SUPPLIED MATERIAL Start Marker

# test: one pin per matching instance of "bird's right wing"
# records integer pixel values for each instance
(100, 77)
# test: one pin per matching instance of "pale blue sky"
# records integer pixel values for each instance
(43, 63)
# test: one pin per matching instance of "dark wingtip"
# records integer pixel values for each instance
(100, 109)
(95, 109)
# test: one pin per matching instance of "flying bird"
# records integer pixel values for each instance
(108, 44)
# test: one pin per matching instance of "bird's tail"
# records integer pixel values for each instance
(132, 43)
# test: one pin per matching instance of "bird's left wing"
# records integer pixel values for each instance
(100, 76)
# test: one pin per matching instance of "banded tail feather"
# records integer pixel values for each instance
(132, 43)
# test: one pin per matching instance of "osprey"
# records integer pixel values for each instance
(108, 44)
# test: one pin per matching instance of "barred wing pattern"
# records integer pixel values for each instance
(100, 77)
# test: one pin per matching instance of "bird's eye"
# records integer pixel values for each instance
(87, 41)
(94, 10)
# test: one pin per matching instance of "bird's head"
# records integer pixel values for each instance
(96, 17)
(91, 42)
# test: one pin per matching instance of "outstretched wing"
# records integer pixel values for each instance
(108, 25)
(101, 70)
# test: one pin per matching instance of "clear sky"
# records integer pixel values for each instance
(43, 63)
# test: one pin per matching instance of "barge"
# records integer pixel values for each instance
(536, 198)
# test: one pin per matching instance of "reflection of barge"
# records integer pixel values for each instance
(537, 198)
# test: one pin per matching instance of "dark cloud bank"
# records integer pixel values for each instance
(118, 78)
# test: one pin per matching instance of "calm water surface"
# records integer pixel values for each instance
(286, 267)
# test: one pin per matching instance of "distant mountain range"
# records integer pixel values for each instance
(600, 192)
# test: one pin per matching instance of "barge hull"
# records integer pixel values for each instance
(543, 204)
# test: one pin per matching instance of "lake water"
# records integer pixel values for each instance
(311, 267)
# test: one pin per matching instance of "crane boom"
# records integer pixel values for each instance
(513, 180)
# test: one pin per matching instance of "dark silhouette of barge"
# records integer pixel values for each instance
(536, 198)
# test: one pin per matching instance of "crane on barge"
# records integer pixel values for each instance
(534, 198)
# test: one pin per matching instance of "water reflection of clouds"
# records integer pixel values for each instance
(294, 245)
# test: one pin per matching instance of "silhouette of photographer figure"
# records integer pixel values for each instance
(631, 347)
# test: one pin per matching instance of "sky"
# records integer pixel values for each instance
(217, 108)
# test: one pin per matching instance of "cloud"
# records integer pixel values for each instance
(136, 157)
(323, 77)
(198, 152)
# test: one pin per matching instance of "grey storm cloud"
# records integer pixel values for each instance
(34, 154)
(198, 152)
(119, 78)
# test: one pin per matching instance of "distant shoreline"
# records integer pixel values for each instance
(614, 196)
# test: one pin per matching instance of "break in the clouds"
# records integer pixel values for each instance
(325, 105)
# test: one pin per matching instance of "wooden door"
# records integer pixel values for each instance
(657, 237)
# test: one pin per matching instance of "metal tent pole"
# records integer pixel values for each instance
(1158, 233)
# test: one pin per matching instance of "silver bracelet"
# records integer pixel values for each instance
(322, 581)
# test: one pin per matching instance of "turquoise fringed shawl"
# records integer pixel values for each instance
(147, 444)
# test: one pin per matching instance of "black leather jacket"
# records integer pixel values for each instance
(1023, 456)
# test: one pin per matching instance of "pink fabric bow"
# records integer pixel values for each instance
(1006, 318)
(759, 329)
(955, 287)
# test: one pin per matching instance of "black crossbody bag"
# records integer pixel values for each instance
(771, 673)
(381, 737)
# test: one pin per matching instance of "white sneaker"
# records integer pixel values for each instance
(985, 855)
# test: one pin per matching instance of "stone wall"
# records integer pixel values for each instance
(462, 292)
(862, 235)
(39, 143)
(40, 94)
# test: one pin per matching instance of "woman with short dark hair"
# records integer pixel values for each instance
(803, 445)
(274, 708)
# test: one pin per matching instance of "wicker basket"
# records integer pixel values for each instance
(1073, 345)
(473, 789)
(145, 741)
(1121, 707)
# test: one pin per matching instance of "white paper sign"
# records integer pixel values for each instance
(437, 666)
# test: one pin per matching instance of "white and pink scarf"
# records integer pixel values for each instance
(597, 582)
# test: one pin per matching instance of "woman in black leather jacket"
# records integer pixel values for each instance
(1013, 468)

SUPPLIED MATERIAL End Marker

Extract every entry above as it appears.

# test: one pin per matching instance of "bird's right wing"
# records integer pixel values for each instance
(100, 77)
# test: one pin per matching instance of "pale blue sky"
# records integer pixel values for each instance
(43, 63)
# test: one pin per matching instance of "dark wingtip"
# records integer pixel values for each instance
(100, 109)
(95, 109)
# test: one pin per matching instance of "flying bird"
# records integer pixel values for each instance
(108, 44)
# test: one pin per matching instance of "bird's tail"
# records integer pixel values for each instance
(132, 43)
# test: one pin per matching instance of "bird's left wing"
# records integer pixel values for each instance
(100, 76)
# test: one pin per matching instance of "banded tail feather"
# records integer pixel values for each instance
(132, 43)
# test: one pin per matching instance of "osprey"
# records integer pixel values for each instance
(108, 44)
# test: one pin per matching instance of "barred wing pattern"
# records integer pixel values for each instance
(100, 77)
# test: one pin per matching instance of "bird's eye"
# records integer pixel values for each instance
(87, 41)
(94, 10)
# test: one pin per matching instance of "bird's head"
# records integer pixel values for each instance
(96, 17)
(91, 42)
# test: one pin per matching instance of "outstretched wing"
# records integer pixel values for each instance
(108, 25)
(101, 70)
# test: one pin per matching instance of "clear sky"
# records integer pixel values for each instance
(43, 63)
# test: one pin per matching instance of "barge"
# records integer pixel values for each instance
(536, 198)
# test: one pin per matching instance of "reflection of barge"
# records integer pixel values for each instance
(537, 198)
# test: one pin per matching instance of "dark cloud bank"
# records integer pixel values for each instance
(118, 78)
# test: one pin per matching instance of "calm water surface"
# records integer pixel values for each instance
(286, 267)
# test: one pin per matching instance of "distant mountain range"
# records integer pixel values for each instance
(600, 192)
# test: one pin per matching instance of "barge hull"
# records integer pixel values for each instance
(543, 204)
# test: one pin per matching instance of "lake water"
# records integer pixel values for each instance
(311, 267)
# test: one pin per matching instance of "crane boom"
# records integer pixel values for each instance
(513, 180)
# test: one pin per matching instance of "dark silhouette of barge"
# records integer pixel values for each instance
(536, 198)
# test: one pin per matching instance of "crane on barge"
# records integer pixel values for each instance
(534, 198)
# test: one pin per matching instance of "water reflection of clouds"
# records integer pixel values for each instance
(294, 245)
# test: one pin per matching instance of "silhouette of photographer figure"
# records integer pixel values for each instance
(631, 347)
# test: one pin per matching instance of "sky"
# records integer pixel values for each instance
(217, 108)
# test: one pin per matching instance of "cloud"
# records integer pixel values for each instance
(136, 157)
(323, 77)
(198, 152)
# test: one pin per matching instance of "grey storm cloud"
# records integer pixel values for each instance
(34, 154)
(198, 152)
(119, 78)
# test: one pin per matching instance of "distant shoreline"
# records integer pixel values for each instance
(614, 196)
# test: one pin per matching instance of "break in the clouds"
# records integer pixel values for each instance
(325, 105)
# test: one pin per matching instance of "wooden door"
# records integer pixel values for each instance
(657, 237)
# test: one pin per matching instance of "metal tent pole"
# records integer pixel values for each instance
(1158, 233)
# test: one pin per matching instance of "silver bracelet"
# records integer pixel values for each instance
(322, 581)
# test: one pin per matching instance of "turquoise fringed shawl"
# records integer pixel values for each instance
(147, 444)
# test: one pin per matching instance of "black leather jacket"
# records integer pixel values for each instance
(1023, 456)
# test: one pin per matching instance of "pink fabric bow"
# records integer pixel values for each instance
(1006, 318)
(759, 329)
(955, 287)
# test: one pin per matching instance of "black crossbody bag"
# records integer pixel values for each instance
(771, 673)
(381, 737)
# test: one pin per matching instance of "white sneaker"
# records integer pixel values for each instance
(985, 855)
# test: one pin per matching instance of "stone wall"
# records integer pixel values for each instance
(462, 292)
(862, 235)
(39, 143)
(40, 94)
# test: one pin per matching instance of "woman with short dark hair"
# records integer pixel values for each instance
(803, 445)
(274, 708)
# test: one pin per matching instance of "wicker basket"
# records integer pixel values for each instance
(1073, 345)
(473, 789)
(145, 741)
(1121, 707)
# test: one pin per matching instance of "white paper sign"
# records integer pixel values for each instance
(437, 666)
# test: one pin per matching instance of "white and pink scarf"
# records integer pixel values for each instance
(597, 582)
# test: one pin per matching instance of "woman in black leather jacket"
# records integer pixel values for each instance
(1013, 468)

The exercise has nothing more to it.